§ **SET EXERCISE**
Copy out the lines from the one with "Object class to annotate: marble stonework" to the end of the items, changing "tight bounding box" to "close-fitting bounding box" and leaving everything else as it is.

§ **RECORDS**

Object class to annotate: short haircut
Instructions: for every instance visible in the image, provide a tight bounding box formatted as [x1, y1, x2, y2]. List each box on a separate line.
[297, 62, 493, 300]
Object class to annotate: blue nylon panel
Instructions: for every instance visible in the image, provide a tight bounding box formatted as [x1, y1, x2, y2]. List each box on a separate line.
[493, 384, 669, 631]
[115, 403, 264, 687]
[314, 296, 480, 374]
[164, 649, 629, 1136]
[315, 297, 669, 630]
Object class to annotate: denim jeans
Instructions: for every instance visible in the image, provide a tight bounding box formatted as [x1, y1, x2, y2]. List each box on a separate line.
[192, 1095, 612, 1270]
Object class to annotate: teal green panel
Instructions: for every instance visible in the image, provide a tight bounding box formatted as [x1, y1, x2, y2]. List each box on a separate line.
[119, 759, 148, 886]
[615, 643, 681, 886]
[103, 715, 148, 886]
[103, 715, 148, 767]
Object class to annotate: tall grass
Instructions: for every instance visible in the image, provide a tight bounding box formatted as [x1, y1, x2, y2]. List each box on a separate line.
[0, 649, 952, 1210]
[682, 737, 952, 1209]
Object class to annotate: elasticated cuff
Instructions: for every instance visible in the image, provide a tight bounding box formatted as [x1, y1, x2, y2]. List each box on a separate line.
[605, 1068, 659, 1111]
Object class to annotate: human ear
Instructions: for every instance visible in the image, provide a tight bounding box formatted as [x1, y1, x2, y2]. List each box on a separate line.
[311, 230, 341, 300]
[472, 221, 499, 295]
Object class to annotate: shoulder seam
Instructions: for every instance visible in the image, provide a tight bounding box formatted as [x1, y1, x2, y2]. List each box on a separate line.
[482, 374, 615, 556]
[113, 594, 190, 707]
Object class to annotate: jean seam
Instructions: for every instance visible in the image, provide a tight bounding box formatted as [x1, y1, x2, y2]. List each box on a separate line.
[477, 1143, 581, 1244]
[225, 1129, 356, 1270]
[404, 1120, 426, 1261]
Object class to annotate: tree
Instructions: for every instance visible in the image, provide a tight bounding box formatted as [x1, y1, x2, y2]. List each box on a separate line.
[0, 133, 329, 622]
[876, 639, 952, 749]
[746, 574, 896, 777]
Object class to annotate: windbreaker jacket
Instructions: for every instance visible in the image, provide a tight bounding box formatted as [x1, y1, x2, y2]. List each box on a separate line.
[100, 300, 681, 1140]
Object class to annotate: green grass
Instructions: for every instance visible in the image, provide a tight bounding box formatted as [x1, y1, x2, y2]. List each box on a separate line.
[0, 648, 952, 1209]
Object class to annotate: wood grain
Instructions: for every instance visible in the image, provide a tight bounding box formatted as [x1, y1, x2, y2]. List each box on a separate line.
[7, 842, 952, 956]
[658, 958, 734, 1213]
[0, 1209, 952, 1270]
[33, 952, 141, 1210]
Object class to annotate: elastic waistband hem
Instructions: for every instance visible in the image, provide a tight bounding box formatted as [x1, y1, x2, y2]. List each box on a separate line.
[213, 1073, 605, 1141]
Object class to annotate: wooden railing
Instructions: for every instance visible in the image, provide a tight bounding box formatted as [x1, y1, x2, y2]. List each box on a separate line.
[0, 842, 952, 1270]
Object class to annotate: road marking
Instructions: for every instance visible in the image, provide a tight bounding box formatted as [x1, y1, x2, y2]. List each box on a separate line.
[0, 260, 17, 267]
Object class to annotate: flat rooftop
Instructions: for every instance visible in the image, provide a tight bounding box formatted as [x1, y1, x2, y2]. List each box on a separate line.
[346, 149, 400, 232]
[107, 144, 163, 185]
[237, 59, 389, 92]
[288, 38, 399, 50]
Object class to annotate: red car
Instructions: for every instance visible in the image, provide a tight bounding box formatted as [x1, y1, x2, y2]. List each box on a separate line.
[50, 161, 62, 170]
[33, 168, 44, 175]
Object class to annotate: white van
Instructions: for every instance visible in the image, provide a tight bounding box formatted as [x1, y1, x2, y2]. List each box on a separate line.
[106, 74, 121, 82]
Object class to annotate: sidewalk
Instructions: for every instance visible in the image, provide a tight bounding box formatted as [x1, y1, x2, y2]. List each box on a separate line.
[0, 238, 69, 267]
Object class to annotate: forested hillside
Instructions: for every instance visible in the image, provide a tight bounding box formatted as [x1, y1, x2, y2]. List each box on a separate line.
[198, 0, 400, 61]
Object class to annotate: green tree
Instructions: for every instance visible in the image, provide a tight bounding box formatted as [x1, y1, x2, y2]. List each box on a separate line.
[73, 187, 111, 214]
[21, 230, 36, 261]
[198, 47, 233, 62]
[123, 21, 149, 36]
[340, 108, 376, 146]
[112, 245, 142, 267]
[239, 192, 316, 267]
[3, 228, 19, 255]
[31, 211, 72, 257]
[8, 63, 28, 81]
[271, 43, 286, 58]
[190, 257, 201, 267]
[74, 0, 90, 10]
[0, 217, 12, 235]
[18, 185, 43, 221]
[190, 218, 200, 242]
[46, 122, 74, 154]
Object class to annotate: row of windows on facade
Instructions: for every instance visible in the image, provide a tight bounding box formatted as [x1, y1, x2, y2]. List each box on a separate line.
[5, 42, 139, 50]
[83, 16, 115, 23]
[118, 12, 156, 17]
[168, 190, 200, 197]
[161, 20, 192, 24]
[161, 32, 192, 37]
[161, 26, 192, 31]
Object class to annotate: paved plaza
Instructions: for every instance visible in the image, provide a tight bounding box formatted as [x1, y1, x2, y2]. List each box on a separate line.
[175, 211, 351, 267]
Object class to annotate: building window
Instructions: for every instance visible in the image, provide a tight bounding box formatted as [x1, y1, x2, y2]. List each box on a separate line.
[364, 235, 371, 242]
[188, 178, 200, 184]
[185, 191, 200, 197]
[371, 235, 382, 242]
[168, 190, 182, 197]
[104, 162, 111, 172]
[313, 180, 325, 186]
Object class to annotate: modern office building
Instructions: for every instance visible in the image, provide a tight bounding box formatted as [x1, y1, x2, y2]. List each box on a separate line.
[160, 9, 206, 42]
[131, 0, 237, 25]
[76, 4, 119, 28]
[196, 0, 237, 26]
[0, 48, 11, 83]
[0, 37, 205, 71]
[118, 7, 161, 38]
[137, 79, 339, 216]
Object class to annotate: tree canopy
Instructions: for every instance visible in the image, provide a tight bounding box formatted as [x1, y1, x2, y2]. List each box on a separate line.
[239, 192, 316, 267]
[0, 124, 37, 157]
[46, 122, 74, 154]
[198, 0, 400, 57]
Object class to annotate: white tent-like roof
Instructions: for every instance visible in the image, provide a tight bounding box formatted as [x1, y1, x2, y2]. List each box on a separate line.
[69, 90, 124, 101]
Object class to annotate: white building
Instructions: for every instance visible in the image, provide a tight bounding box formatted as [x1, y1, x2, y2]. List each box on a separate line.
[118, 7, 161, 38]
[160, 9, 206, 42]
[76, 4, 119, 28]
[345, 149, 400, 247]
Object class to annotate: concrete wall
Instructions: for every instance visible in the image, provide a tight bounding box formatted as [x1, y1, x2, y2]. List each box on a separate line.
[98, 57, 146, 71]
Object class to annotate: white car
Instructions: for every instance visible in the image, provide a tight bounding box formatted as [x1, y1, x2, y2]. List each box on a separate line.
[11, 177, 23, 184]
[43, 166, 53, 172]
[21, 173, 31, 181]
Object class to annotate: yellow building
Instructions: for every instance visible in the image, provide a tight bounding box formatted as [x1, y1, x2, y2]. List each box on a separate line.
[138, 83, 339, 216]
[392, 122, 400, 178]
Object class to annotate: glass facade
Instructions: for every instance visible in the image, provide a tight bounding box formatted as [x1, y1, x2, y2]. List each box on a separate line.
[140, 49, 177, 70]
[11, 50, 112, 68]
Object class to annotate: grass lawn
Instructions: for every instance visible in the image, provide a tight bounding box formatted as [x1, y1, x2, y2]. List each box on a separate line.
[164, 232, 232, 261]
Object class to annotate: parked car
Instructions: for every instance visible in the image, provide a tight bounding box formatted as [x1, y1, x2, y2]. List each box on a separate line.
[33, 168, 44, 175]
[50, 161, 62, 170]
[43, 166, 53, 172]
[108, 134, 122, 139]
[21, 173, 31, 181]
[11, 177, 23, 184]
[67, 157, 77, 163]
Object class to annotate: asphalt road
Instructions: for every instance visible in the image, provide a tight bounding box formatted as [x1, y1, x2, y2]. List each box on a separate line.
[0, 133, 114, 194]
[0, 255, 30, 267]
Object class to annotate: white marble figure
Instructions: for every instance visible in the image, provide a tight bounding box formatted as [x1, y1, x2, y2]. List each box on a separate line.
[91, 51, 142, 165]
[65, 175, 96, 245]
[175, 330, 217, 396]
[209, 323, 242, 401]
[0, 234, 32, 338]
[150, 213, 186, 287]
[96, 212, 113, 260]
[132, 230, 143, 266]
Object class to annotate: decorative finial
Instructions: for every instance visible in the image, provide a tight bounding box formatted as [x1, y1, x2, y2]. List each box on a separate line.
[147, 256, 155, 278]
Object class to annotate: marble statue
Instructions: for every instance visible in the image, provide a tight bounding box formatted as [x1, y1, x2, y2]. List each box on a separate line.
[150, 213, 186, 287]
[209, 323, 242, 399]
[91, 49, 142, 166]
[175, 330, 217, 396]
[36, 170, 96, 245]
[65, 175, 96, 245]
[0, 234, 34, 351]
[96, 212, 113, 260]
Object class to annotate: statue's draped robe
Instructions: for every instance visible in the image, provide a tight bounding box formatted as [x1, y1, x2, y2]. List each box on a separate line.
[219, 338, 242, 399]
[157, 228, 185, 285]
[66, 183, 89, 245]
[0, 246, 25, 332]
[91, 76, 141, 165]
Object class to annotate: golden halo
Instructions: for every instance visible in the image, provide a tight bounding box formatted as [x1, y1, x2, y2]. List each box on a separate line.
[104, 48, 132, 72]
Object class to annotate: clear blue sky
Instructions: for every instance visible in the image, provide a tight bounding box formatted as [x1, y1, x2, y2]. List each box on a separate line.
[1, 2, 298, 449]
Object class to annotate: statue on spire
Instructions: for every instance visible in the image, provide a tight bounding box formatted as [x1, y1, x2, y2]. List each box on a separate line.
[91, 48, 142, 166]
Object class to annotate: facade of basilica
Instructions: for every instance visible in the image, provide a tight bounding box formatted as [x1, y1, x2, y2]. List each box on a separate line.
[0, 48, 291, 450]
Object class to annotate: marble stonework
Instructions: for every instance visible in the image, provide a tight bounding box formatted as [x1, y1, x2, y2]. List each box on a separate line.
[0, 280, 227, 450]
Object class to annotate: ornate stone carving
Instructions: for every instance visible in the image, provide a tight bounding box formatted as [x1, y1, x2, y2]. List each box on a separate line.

§ **SOLUTION FOR THIS PROBLEM**
Object class to annotate: marble stonework
Instructions: for every instance visible in the image, provide a close-fitting bounding box formatted as [x1, y1, x2, y2]. List each box on a separate line.
[0, 280, 227, 450]
Object class to annotate: ornate stone carving
Instructions: for every instance visible in the image, provide a close-fitting bounding box formatted as [x1, y1, x2, y2]. List each box on a separate line.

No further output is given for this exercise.